Aim of the task
Reproduce, character for character, the stretch of the listing below from the line containing "Where can you see the tuft" through the line containing "column 275, row 336".

Supplied entries
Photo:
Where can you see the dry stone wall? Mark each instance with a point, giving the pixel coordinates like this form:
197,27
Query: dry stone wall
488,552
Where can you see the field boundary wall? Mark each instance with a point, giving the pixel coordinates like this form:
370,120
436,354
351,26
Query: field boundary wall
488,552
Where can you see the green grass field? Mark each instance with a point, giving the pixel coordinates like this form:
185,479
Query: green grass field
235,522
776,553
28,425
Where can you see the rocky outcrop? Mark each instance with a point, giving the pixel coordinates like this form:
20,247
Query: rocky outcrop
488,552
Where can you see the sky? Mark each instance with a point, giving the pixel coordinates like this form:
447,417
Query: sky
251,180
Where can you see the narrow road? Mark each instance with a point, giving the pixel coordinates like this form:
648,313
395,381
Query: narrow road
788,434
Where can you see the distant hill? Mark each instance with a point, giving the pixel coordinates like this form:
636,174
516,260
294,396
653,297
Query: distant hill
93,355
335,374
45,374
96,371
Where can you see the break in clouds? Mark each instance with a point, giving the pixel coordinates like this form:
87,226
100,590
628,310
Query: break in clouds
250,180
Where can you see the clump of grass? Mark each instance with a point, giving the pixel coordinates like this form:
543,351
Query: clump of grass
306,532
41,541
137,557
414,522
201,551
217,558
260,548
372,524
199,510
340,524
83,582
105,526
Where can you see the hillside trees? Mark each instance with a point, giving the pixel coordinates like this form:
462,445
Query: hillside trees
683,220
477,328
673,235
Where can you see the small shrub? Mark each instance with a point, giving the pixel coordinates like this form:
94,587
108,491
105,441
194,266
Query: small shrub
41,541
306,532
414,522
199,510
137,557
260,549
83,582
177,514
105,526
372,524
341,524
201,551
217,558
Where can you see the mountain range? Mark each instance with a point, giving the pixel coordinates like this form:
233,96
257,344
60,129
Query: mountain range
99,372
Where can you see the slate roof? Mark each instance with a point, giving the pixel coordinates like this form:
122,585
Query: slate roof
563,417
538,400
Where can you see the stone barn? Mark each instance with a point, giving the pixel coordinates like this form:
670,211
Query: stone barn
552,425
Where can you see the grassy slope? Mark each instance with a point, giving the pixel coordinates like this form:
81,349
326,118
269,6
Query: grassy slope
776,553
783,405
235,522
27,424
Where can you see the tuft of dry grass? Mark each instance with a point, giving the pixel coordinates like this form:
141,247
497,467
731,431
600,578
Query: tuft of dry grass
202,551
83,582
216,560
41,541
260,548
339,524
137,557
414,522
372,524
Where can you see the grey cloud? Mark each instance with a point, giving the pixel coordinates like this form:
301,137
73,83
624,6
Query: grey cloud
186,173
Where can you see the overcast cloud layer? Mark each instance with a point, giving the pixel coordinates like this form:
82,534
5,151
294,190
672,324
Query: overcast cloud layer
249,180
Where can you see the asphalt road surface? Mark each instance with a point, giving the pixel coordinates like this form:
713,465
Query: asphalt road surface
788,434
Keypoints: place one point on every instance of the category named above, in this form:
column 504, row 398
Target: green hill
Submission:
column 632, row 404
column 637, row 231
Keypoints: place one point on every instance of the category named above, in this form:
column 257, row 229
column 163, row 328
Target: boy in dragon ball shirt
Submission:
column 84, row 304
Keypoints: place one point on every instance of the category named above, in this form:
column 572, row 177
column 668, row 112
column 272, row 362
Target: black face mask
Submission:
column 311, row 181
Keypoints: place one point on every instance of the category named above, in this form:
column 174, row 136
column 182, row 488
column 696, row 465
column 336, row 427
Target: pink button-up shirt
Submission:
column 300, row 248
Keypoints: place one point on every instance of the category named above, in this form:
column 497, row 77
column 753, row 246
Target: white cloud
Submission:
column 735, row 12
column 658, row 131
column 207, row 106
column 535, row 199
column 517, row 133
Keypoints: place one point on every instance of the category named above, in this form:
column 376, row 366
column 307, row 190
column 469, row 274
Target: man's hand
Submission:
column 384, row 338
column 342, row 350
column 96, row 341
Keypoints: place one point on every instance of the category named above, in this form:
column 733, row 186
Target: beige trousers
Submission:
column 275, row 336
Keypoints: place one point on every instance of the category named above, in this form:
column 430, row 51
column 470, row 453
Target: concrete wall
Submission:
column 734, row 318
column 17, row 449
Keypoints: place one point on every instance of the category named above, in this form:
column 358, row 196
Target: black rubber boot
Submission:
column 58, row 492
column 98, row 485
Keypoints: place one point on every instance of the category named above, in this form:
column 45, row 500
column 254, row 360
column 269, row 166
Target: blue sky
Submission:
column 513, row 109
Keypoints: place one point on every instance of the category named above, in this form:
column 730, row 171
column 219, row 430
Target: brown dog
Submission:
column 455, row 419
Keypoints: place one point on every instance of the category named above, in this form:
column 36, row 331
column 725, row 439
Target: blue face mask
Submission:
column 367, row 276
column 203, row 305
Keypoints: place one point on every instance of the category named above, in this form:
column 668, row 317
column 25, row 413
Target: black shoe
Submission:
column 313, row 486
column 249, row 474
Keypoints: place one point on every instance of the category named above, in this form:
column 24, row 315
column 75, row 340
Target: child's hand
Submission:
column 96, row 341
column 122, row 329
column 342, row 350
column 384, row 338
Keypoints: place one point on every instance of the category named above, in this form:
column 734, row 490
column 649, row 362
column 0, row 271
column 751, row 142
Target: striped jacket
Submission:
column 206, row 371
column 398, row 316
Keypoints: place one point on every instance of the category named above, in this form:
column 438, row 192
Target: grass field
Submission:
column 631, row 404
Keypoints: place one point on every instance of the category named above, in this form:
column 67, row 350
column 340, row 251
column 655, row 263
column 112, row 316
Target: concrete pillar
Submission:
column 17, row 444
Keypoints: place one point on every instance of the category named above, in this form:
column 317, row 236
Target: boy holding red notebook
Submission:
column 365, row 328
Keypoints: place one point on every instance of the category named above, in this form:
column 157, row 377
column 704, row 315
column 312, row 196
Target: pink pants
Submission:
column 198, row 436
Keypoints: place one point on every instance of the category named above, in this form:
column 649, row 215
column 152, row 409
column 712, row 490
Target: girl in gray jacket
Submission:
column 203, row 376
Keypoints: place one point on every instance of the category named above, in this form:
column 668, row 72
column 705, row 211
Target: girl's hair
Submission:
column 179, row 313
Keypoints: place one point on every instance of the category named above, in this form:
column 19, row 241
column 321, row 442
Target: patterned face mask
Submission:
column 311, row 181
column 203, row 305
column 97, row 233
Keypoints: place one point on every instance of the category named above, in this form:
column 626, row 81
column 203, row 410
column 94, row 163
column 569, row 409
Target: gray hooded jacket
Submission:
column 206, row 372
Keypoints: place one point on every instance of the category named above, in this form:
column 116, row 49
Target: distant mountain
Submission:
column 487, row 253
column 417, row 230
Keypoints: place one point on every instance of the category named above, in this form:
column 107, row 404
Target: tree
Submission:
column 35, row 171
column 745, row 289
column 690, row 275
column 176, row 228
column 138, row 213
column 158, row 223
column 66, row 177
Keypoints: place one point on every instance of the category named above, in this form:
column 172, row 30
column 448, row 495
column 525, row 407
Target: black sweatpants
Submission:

Solution to this problem
Where can you see the tuft of dry grass? Mark each instance with a point, giving the pixel coordinates like this form:
141,247
497,467
731,431
600,578
Query: tuft of dry grass
202,551
83,582
216,560
41,541
260,548
339,524
137,557
414,522
372,524
Where can you see the grey cloud? Mark each instance with a point, giving the pixel coordinates like this form:
301,137
73,83
624,6
Query: grey cloud
186,173
Where can you see the overcast cloud layer? Mark each instance with a point, giving the pixel coordinates like this form:
82,534
5,151
294,190
672,324
Query: overcast cloud layer
249,180
Where can you see the asphalt road surface? Mark each instance with a point, giving the pixel coordinates like this form:
713,465
Query: asphalt road surface
788,434
Keypoints: place one point on every instance of the category named above, in this form:
column 504, row 398
Target: green hill
Submission:
column 632, row 404
column 637, row 231
Keypoints: place one point on every instance of the category named above, in this form:
column 257, row 229
column 163, row 328
Target: boy in dragon ball shirt
Submission:
column 84, row 304
Keypoints: place one point on every instance of the category named above, in this form:
column 572, row 177
column 668, row 112
column 272, row 362
Target: black face mask
Submission:
column 311, row 181
Keypoints: place one point on every instance of the category named above, in this form:
column 174, row 136
column 182, row 488
column 696, row 465
column 336, row 427
Target: pink button-up shirt
Submission:
column 300, row 248
Keypoints: place one point on every instance of the category named above, in this form:
column 497, row 77
column 753, row 246
Target: white cloud
Submission:
column 735, row 12
column 658, row 131
column 207, row 106
column 535, row 199
column 517, row 133
Keypoints: place one point on every instance of the category named above, in this form:
column 376, row 366
column 307, row 190
column 469, row 274
Target: man's hand
Submission:
column 384, row 338
column 342, row 350
column 96, row 341
Keypoints: place one point on every instance of the category named above, in this form:
column 733, row 186
Target: beige trousers
Submission:
column 275, row 336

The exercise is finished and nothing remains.